◆ Given exercise ◆
Extract every record, keeping each one exactly as it is.

◆ Record extracts ◆
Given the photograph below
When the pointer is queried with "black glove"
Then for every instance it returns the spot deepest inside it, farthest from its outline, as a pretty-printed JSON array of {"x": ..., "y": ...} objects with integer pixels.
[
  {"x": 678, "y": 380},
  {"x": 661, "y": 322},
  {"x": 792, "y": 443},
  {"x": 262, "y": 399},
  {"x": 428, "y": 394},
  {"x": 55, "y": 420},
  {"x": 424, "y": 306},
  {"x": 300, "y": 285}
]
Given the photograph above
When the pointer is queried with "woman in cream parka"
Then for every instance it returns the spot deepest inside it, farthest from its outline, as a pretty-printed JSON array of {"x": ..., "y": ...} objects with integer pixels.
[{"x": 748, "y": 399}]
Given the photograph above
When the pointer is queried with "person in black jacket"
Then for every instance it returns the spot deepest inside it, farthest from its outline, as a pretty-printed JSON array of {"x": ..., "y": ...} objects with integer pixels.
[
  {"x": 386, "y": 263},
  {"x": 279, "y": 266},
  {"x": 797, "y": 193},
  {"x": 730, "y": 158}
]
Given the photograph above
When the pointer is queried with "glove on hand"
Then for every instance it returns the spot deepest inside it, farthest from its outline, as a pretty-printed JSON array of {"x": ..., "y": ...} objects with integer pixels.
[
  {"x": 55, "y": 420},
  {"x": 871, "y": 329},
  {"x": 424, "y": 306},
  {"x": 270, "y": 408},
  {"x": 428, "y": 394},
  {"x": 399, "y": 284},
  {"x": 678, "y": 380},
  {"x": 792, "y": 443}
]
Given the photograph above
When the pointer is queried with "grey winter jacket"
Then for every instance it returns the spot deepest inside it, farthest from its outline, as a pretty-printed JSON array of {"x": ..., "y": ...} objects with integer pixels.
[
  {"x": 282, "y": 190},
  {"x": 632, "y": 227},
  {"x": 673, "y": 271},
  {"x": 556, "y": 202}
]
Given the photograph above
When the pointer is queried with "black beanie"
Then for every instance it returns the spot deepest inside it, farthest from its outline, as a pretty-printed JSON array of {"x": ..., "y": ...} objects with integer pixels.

◆ Output for this task ◆
Given the photograph below
When the pointer is queried with "black glove"
Then for every instance it returns the spot deepest inside it, farthest from its outline, as a pretty-printed JSON array of {"x": ..., "y": ...} objects with integer pixels.
[
  {"x": 678, "y": 380},
  {"x": 661, "y": 322},
  {"x": 792, "y": 443},
  {"x": 262, "y": 399},
  {"x": 428, "y": 394},
  {"x": 55, "y": 420},
  {"x": 424, "y": 306},
  {"x": 300, "y": 285}
]
Given the photograph above
When the pointer is queried with "woman in cream parka"
Then for every instance it returns the spot deepest inside it, farthest from its outline, as a pretty-printed JSON array of {"x": ..., "y": ...} objects with integer pixels.
[{"x": 748, "y": 399}]
Given the photograph above
When the pointer is queried with "person in black jacket"
Then for every instance it returns the spot deepest inside it, farthest from its outline, as a pretty-printed JSON array of {"x": ..., "y": ...} objects with integer pixels.
[
  {"x": 386, "y": 263},
  {"x": 279, "y": 266},
  {"x": 797, "y": 193},
  {"x": 730, "y": 158}
]
Given the photograph above
When the pointer is queried with "glove on hand"
Then for every instance it returns the spot deepest inside it, farthest from its outline, as a pretty-printed JSON array of {"x": ..., "y": ...} objects with integer pixels.
[
  {"x": 55, "y": 420},
  {"x": 871, "y": 329},
  {"x": 424, "y": 306},
  {"x": 270, "y": 408},
  {"x": 428, "y": 394},
  {"x": 399, "y": 284},
  {"x": 678, "y": 380},
  {"x": 792, "y": 443}
]
Given the photograph above
When the pointer is queried with "grey winter jacket"
Then for every instance it returns the spot deepest inside it, farthest from its outline, as a pretty-printed JSON array of {"x": ..., "y": ...} objects with integer pixels.
[
  {"x": 282, "y": 190},
  {"x": 632, "y": 227},
  {"x": 673, "y": 271},
  {"x": 556, "y": 202}
]
Given the photograph above
When the pointer is queried with "black beanie"
Then for every instance it returns the spot deepest inside it, farthest from its outline, as a pretty-printed JSON array of {"x": ..., "y": ...} objects with integer pixels.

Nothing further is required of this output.